PROBLEM TO WORK ON:
Print all the entries verbatim.

Lines of data:
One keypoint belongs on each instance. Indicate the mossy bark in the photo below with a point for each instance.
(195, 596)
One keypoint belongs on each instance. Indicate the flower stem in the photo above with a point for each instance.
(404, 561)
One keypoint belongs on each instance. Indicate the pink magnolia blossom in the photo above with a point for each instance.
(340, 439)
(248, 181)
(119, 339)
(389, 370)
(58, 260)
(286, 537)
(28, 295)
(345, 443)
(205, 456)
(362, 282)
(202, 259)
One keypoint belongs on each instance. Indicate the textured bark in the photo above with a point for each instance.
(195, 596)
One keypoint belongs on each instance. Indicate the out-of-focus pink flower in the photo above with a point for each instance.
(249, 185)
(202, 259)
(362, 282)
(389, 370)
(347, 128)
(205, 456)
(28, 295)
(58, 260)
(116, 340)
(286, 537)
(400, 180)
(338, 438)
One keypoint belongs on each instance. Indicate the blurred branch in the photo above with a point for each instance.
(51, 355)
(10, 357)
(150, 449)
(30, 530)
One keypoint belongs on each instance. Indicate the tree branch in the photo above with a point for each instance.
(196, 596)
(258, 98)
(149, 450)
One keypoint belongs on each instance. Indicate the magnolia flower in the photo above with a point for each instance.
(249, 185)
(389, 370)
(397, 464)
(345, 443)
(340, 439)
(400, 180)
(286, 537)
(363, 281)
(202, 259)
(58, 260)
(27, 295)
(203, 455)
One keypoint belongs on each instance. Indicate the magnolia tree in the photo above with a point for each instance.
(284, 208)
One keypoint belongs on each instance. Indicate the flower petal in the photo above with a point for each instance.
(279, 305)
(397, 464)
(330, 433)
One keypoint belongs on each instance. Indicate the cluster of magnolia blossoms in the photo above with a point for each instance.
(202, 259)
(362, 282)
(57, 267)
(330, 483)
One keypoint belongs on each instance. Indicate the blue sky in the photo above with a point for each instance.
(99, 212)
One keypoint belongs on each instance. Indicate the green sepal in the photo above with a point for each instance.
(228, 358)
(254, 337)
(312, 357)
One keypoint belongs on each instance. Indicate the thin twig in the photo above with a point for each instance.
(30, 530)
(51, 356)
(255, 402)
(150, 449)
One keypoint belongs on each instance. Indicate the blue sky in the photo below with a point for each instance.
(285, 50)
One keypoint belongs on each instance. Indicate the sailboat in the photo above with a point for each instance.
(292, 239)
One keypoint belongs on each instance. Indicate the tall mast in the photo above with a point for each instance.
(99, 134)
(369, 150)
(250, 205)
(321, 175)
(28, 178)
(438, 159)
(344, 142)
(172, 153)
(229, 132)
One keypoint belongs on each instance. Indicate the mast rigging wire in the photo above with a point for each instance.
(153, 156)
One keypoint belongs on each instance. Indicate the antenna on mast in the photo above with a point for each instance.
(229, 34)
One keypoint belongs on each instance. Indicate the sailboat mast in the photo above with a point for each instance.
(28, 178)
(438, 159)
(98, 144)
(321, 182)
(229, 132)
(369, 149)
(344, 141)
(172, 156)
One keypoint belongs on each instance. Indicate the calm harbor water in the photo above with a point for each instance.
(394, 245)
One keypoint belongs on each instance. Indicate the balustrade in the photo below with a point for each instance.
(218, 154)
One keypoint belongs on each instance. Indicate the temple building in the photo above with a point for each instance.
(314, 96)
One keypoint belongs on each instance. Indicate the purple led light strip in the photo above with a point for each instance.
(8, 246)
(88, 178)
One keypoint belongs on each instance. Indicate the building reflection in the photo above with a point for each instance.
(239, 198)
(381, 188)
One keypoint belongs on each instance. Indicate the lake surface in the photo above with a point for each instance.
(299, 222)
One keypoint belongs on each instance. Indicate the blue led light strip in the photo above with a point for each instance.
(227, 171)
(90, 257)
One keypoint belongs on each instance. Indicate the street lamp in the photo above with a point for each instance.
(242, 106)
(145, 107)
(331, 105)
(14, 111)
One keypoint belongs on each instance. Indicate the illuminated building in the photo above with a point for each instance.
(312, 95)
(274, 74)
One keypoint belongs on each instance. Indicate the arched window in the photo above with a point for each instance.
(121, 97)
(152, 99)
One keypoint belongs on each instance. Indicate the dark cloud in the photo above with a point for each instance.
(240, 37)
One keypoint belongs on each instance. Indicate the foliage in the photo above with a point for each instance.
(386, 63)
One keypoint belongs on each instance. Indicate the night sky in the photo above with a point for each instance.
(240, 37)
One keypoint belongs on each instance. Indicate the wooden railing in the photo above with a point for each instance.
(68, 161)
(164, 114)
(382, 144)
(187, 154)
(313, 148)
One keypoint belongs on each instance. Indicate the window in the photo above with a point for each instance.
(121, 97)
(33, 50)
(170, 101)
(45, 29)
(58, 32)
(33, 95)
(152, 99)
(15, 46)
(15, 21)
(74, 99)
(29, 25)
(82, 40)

OUTPUT FOR THIS TASK:
One keypoint belongs on each instance. Indicate the mossy bark in the photo below with a point for each instance.
(195, 596)
One keypoint belongs on each instance. Indicate the flower stem in the photo above with a point for each instance.
(404, 561)
One keypoint belongs on each instance. Indicate the pink magnolia blossom in the photo above with a point for each instance.
(340, 439)
(248, 181)
(119, 339)
(389, 370)
(58, 260)
(286, 537)
(28, 295)
(345, 443)
(205, 456)
(362, 282)
(202, 259)
One keypoint belongs on each instance. Indicate the textured bark in the photo above with a point for each instance.
(195, 596)
One keypoint belongs on each instance. Indicate the out-of-focus pink flower in the photo above with a point for each instance.
(249, 185)
(202, 259)
(362, 282)
(389, 370)
(347, 128)
(205, 456)
(28, 295)
(58, 260)
(116, 340)
(286, 537)
(400, 180)
(338, 438)
One keypoint belongs on each instance. Indicate the blurred branch in the photo above with a point for each instance.
(51, 355)
(10, 357)
(150, 449)
(30, 530)
One keypoint belongs on each instance. Indicate the tree branch in the photo above with a point for each instance.
(196, 596)
(258, 98)
(149, 450)
One keypoint belongs on each instance. Indicate the magnolia flower in the photo above with a point for each instance.
(249, 185)
(389, 370)
(397, 464)
(345, 443)
(340, 439)
(400, 180)
(286, 537)
(363, 281)
(202, 259)
(58, 260)
(27, 295)
(203, 455)
One keypoint belongs on each instance. Indicate the magnolia tree in the photo above with a point for each instance.
(284, 208)
One keypoint belongs on each instance. Indicate the flower petal in the photo above with a point for each instance.
(279, 305)
(397, 464)
(330, 433)
One keypoint belongs on each instance. Indicate the cluster of magnolia blossoms in the photo above with a point for each instance.
(202, 259)
(362, 282)
(57, 267)
(330, 483)
One keypoint belongs on each instance. Indicate the blue sky in the photo above with a point for each instance.
(99, 212)
One keypoint belongs on each instance. Indicate the green sepal in the photo above with a point for each instance.
(228, 358)
(254, 337)
(312, 357)
One keypoint belongs on each instance. Indicate the thin twig in the photo above with a point for each instance.
(30, 530)
(51, 356)
(255, 402)
(150, 449)
One keypoint belongs on each instance. Indicate the blue sky in the photo below with a point for each instance.
(285, 50)
One keypoint belongs on each instance. Indicate the sailboat in the photo above with a point for each instance.
(292, 239)
One keypoint belongs on each instance. Indicate the tall mast in the photo above with a point for each instance.
(99, 134)
(369, 150)
(250, 205)
(321, 175)
(28, 178)
(438, 159)
(344, 142)
(172, 153)
(229, 132)
One keypoint belongs on each instance. Indicate the mast rigging wire in the photo above with a point for each instance.
(153, 156)
One keypoint belongs on each instance. Indicate the antenna on mast in the photo above with a point for each instance.
(229, 34)
One keypoint belongs on each instance. Indicate the sailboat mast in the photo above with a point for each instance.
(28, 178)
(438, 159)
(98, 144)
(321, 182)
(229, 132)
(369, 149)
(344, 141)
(172, 156)
One keypoint belongs on each instance. Indicate the calm harbor water in the photo above with a point for each instance.
(394, 245)
One keypoint belongs on each instance. Indicate the balustrade in the photo below with a point for each instance.
(218, 154)
One keypoint belongs on each instance. Indicate the temple building in the photo above with a point for each instance.
(314, 96)
One keypoint belongs on each instance. Indicate the purple led light strip in the photo above with a point for each instance.
(8, 246)
(88, 178)
One keypoint belongs on each instance. Indicate the building reflection in the photo above with a point for each instance.
(239, 198)
(381, 188)
One keypoint belongs on each instance. Indicate the lake surface in the photo above with a point for each instance.
(299, 222)
One keypoint belongs on each instance. Indicate the blue led light strip in the photo above with a point for each instance.
(227, 171)
(90, 257)
One keypoint belongs on each instance. Indicate the street lamp in the photo above with a point for each instance.
(242, 106)
(145, 107)
(331, 105)
(14, 111)
One keypoint belongs on each instance. Indicate the illuminated building in the photo above with a point for each instance.
(312, 95)
(274, 74)
One keypoint belongs on each instance. Indicate the arched window in the photo above with a point for each instance.
(121, 97)
(152, 99)
One keypoint belongs on each instance. Indicate the dark cloud in the photo above with a point for each instance.
(240, 37)
One keypoint belongs on each instance. Indicate the foliage in the photo above with a point for each instance.
(386, 63)
One keypoint belongs on each instance. Indicate the night sky in the photo above with a point for each instance.
(240, 37)
One keypoint belongs on each instance. Indicate the wooden railing in the photo above with a point for each instance.
(68, 161)
(164, 114)
(382, 144)
(187, 154)
(313, 148)
One keypoint belongs on each instance. Indicate the window in the photo above with a point for each instance.
(121, 97)
(33, 50)
(170, 101)
(45, 29)
(58, 32)
(33, 95)
(152, 99)
(15, 46)
(15, 21)
(74, 99)
(29, 25)
(82, 40)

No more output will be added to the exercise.